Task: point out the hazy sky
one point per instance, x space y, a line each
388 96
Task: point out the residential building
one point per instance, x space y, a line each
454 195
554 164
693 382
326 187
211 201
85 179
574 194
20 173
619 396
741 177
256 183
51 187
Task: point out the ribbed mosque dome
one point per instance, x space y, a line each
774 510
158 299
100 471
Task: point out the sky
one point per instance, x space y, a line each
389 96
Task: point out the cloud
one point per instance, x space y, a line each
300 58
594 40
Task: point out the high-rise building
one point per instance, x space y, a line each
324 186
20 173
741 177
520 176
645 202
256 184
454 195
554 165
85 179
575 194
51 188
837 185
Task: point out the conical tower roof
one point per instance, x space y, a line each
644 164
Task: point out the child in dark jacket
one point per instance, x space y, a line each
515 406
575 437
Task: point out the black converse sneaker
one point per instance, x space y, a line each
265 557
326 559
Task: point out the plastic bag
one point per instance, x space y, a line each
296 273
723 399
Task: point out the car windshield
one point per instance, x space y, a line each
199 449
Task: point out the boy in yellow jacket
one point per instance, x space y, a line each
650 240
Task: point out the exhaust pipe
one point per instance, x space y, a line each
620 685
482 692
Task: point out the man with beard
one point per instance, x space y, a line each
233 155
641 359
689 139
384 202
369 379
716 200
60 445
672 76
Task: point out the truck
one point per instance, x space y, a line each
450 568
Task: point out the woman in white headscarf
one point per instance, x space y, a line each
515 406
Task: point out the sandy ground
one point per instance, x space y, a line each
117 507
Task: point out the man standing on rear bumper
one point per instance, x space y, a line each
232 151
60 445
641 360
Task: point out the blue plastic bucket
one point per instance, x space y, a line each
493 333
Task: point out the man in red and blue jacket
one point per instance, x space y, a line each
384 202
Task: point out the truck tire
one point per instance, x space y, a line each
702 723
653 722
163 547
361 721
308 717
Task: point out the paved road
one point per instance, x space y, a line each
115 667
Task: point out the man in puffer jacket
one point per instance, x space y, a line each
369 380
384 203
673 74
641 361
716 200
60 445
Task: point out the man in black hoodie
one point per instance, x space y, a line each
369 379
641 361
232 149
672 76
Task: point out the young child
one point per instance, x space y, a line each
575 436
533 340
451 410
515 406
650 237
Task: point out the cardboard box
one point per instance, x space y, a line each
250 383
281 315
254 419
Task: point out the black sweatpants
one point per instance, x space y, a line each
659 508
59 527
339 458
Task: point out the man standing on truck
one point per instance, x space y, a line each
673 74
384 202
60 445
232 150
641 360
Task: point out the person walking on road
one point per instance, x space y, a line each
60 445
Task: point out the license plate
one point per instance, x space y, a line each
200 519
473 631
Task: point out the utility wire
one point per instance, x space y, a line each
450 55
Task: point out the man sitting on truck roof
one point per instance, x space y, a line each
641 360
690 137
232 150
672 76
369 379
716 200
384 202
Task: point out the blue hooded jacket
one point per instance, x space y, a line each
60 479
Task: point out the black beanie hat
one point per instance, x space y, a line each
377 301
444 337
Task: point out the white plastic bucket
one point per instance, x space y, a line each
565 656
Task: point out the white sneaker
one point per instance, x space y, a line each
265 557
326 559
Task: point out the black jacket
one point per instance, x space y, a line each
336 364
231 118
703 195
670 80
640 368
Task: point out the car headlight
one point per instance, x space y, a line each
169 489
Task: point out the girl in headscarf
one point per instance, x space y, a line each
════════════════
WHAT IS REQUIRED: Every line of the listing above is to be repeated exactly as written.

EXERCISE RESPONSE:
Task: point out the hazy sky
one point per instance, x space y, a line each
388 96
Task: point out the residential building
one point per instance, x space y, a line each
454 195
554 164
693 382
326 187
211 201
85 179
574 194
20 173
619 396
741 177
256 183
51 187
Task: point out the ribbed mosque dome
one point per instance, x space y, a line each
774 510
158 299
100 471
Task: point out the sky
one point per instance, x space y, a line each
389 96
Task: point out the cloud
one point per instance, x space y, a line each
300 58
594 40
Task: point out the high-rise building
one point per instance, x space y, a line each
324 186
20 173
741 177
520 176
645 202
256 184
454 195
554 165
85 179
575 194
51 188
837 185
Task: point out the conical tower roof
one point per instance, x space y, a line each
644 164
Task: point out the child in dark jacket
one point per instance, x space y, a line each
515 406
575 437
Task: point out the black converse sneaker
one point per instance, x space y, a line each
265 557
326 559
Task: point out the plastic bag
one point per instance, x space y, a line each
296 273
723 399
Task: point out the car windshield
one point per instance, x space y, a line each
199 449
Task: point out the boy in yellow jacket
one point per instance, x space y, a line each
650 240
Task: point out the exhaust pipe
one point per instance, x space y, a line each
620 685
482 692
Task: point out the man with beard
one point per instance, x space y, a line each
233 155
641 359
689 139
384 202
369 379
716 200
60 445
672 76
Task: point out the truck
one point per instance, x space y, a line each
450 568
Task: point out the woman in white headscarf
one point per instance, x space y, a line each
515 406
Task: point out the sandy ground
one point per instance, x space y, a line each
117 507
Task: point out the man standing on rear bumper
one point per instance, x space y, a line each
232 151
60 445
641 360
Task: point out the blue plastic bucket
one point per instance, x space y, a line each
493 333
Task: point out the man in red and blue jacket
one point per instance, x space y, a line each
384 202
Task: point out the truck tire
one point per instance, x space y, a line each
702 723
653 722
163 547
361 721
308 717
Task: point out the paved road
one point per instance, x space y, a line each
115 667
Task: point out the man in puffer jacket
one point per instance, x space y, a line each
369 380
384 203
673 74
641 361
716 200
60 445
Task: point out the man in black hoodie
one point per instance, x space y, a line each
369 379
641 361
232 149
672 76
Task: point out the young child
one point per instance, x space y, a line each
575 436
533 340
451 410
515 406
650 237
Task: point out the cardboard box
one point per instance, x space y, a line each
250 383
281 315
254 419
Task: point out the black sweatpants
one point per instance, x space y, a line each
659 508
59 527
339 458
Task: point out the man standing on truck
one point per instance, x space y, a line each
673 74
384 202
60 445
232 150
641 360
Task: point out the person walking on road
one point per instance, x space y, a line each
60 445
Task: point out the license plate
one point per instance, x space y, a line each
200 519
473 631
Task: point out the utility wire
one point per instance, x space y, a line each
450 55
Task: point out the man sitting on truck roof
one point per instance, x space y, a line each
641 360
690 137
232 150
672 76
369 379
716 200
384 202
Task: point out the blue hooded jacket
one point per instance, x space y, a line each
60 479
Task: point out the black beanie hat
one point per instance, x space y, a line each
377 301
444 337
Task: point out the white plastic bucket
one point per instance, x space y, a line each
565 656
Task: point out the white sneaker
one point per instance, x space y, a line each
265 557
326 559
Task: point out the black jacket
one point per instance, x space y, a line each
336 364
231 118
703 195
670 80
640 368
Task: point out the car headlight
one point per instance, x space y, a line each
169 489
Task: point out the girl in headscarf
one point per instance, x space y, a line each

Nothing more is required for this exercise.